(Recorded data)
*** Begin section ***

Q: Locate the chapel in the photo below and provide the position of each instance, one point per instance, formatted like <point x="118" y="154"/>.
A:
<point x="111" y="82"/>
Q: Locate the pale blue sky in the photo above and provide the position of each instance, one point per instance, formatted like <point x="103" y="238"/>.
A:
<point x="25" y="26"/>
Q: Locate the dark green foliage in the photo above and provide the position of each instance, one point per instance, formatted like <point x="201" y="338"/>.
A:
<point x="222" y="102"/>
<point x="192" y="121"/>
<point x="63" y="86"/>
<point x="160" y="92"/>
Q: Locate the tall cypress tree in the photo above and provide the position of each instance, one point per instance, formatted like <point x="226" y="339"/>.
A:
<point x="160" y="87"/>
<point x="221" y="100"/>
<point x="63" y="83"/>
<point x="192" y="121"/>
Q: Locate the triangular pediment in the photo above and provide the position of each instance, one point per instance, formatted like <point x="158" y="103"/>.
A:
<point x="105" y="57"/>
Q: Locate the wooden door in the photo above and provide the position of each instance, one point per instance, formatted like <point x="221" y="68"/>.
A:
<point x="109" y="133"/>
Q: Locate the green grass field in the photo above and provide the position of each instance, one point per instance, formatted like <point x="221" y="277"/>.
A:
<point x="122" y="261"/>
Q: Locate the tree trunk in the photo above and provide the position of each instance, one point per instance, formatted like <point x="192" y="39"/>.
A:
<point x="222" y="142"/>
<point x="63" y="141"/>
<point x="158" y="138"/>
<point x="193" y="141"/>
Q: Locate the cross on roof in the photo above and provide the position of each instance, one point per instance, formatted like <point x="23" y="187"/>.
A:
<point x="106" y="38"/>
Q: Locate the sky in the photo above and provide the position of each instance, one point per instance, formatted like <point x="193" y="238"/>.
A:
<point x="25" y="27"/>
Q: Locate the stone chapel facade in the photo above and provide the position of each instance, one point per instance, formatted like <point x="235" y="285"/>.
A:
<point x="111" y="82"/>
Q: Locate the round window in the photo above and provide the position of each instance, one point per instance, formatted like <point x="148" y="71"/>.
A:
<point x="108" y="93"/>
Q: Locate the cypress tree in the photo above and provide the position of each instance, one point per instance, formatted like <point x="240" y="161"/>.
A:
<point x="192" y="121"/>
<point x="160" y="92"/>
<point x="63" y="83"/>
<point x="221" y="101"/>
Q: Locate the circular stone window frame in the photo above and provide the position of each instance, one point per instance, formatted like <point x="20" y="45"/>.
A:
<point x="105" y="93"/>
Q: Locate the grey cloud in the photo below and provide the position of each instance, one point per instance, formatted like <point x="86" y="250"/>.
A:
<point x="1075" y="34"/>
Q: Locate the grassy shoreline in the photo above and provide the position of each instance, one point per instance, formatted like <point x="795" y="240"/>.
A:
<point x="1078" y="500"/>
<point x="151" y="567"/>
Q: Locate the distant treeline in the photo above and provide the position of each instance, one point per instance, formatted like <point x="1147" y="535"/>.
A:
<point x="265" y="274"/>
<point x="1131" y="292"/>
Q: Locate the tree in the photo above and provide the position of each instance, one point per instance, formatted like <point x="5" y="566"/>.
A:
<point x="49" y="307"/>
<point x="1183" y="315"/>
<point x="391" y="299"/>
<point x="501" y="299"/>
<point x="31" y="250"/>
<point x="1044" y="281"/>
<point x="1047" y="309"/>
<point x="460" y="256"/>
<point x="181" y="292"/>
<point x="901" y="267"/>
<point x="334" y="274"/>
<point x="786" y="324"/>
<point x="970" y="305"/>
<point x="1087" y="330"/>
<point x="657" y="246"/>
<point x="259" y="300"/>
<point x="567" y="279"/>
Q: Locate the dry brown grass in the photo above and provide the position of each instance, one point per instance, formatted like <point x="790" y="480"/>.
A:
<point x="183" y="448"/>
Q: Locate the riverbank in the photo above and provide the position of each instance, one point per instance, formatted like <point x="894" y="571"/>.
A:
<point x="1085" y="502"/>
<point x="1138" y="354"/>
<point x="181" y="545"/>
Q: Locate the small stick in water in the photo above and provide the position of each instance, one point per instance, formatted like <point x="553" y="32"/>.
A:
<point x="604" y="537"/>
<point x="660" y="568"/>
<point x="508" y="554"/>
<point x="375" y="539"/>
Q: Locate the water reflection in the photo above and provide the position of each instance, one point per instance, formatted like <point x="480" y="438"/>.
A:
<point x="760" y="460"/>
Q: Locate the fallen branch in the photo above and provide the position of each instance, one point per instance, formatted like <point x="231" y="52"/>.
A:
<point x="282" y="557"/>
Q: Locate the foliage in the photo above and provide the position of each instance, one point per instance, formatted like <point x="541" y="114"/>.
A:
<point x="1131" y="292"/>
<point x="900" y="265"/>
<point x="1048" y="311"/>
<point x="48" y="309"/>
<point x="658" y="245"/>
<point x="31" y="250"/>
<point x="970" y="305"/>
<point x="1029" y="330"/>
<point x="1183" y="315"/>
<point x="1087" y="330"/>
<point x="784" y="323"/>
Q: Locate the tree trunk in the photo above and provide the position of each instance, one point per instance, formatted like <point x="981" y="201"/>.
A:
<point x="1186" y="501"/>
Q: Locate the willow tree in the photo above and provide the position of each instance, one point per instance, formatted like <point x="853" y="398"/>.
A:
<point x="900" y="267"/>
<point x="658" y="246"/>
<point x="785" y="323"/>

*** End section ***

# TASK
Make an exact copy of each line, beginning at the one containing "Q: Locate the small" and ending with the last line of the data, and of no other line.

# ANSWER SPACE
Q: Locate the small stick in water in the photo above and provide the position of each instance, one point per instance, formatted like <point x="553" y="32"/>.
A:
<point x="604" y="537"/>
<point x="660" y="568"/>
<point x="508" y="554"/>
<point x="375" y="539"/>
Q: Locate the water reflection in the photo above and provide the position of each instance, one point per instance, formatted like <point x="480" y="438"/>.
A:
<point x="760" y="460"/>
Q: Locate the fallen branch in the photo above and provide the position of each instance, one point per instance, formatted like <point x="231" y="52"/>.
A:
<point x="282" y="557"/>
Q: Locate the foliage in the photo above and provide the position of each instance, one point per instance, formatted like <point x="541" y="114"/>.
A:
<point x="1131" y="292"/>
<point x="900" y="265"/>
<point x="1048" y="311"/>
<point x="48" y="309"/>
<point x="658" y="245"/>
<point x="31" y="250"/>
<point x="970" y="305"/>
<point x="1029" y="330"/>
<point x="1183" y="315"/>
<point x="1087" y="330"/>
<point x="784" y="323"/>
Q: Locate the tree trunk in the photo above and provide the position of each instance, one point per instance, formatted like <point x="981" y="201"/>.
A:
<point x="1186" y="501"/>
Q: Locate the willow tree in the photo above and provide the position of each instance, one point per instance, formatted like <point x="853" y="398"/>.
A:
<point x="900" y="267"/>
<point x="658" y="246"/>
<point x="785" y="323"/>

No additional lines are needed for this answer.